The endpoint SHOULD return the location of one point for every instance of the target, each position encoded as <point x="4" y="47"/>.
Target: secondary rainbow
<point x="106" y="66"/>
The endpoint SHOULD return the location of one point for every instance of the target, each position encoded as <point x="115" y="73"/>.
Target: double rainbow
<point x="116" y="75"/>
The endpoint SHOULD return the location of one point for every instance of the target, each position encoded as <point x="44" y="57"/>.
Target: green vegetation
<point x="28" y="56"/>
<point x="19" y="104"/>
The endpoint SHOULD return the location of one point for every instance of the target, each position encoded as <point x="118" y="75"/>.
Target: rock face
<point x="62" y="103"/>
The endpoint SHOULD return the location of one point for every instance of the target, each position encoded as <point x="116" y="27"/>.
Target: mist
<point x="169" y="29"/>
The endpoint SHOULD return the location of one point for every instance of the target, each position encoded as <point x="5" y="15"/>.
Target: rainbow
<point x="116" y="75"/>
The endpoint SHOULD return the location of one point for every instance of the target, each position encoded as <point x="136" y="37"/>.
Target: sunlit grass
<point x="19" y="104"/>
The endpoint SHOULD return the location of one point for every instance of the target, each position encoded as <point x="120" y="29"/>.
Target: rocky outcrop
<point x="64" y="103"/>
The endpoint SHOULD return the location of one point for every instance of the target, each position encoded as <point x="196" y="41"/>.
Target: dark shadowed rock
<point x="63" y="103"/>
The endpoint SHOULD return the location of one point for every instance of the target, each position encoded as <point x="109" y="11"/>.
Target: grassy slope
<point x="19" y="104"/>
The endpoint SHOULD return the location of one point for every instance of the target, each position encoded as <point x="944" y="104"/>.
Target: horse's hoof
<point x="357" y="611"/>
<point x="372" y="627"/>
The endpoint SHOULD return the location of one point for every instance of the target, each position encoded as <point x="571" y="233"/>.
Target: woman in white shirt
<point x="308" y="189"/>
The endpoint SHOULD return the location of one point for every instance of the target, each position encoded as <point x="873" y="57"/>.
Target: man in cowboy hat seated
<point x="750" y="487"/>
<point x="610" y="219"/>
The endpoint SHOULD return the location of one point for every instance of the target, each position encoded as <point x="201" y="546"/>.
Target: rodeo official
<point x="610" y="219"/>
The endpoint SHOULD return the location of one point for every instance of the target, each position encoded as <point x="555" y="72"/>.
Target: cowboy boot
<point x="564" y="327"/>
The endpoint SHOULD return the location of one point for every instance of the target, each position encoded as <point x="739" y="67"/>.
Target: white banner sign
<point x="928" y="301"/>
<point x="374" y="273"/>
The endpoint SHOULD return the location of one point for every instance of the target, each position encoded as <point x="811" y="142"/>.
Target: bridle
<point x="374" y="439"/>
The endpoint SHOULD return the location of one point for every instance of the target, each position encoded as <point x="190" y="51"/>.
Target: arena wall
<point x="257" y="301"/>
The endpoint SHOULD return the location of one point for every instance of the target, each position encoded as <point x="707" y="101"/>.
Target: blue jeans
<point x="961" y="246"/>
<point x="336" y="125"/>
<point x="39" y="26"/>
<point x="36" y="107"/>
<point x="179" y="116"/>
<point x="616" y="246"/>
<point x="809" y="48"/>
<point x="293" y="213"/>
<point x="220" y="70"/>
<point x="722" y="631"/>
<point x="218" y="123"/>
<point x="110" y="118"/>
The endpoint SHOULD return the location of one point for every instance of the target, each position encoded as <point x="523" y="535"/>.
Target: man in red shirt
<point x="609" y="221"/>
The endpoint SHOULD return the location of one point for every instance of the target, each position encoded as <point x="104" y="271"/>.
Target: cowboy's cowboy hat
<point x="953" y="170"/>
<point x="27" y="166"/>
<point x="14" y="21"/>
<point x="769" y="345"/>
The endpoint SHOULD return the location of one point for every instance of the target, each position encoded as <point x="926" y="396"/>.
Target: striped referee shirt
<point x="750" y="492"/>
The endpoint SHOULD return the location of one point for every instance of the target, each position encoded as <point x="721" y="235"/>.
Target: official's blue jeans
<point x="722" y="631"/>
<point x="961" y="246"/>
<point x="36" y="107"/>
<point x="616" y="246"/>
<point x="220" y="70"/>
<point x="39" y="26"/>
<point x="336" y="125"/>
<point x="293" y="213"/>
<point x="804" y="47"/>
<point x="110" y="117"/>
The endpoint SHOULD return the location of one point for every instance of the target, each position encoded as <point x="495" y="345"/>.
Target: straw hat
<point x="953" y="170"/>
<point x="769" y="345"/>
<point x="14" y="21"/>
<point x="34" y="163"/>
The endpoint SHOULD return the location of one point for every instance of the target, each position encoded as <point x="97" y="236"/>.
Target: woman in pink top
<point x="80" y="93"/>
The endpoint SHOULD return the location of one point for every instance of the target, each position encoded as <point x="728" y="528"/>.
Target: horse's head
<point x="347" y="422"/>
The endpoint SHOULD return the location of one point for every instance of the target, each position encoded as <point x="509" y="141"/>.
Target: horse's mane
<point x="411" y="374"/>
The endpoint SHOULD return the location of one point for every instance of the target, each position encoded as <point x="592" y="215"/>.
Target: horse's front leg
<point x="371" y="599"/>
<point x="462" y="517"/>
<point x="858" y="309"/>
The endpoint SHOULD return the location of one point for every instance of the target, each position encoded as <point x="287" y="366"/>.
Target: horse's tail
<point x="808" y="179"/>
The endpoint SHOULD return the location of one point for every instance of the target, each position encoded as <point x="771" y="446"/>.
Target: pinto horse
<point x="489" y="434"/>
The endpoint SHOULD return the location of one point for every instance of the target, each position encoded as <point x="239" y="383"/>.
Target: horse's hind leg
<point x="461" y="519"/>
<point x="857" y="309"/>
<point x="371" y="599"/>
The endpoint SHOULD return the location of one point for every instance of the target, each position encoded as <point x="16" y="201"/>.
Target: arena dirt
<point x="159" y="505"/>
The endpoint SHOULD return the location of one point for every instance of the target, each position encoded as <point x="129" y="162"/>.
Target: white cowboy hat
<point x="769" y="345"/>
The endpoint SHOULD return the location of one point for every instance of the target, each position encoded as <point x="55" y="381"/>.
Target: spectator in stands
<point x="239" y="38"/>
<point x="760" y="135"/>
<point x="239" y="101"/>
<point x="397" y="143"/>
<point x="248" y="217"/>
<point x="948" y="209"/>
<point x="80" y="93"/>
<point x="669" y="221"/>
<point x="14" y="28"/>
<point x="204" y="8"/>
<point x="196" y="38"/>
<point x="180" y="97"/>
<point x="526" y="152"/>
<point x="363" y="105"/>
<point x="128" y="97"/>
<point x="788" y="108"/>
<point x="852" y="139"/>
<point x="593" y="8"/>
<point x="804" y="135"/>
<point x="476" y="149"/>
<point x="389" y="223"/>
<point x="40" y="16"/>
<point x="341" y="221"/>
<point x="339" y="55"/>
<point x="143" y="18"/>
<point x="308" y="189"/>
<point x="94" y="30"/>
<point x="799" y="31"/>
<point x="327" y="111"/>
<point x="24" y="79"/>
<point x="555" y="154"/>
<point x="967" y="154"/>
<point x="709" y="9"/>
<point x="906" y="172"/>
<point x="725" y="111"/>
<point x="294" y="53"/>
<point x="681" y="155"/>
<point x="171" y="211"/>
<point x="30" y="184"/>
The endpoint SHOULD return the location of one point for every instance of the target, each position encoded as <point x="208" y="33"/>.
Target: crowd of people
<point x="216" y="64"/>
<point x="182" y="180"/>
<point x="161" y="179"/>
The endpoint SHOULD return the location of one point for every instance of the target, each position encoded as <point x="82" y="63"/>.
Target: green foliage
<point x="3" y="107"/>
+++++
* Short task *
Find every line above that contains the word "blue" and copy each of those lines in full.

* Complete response *
Target: blue jeans
Target: official's blue jeans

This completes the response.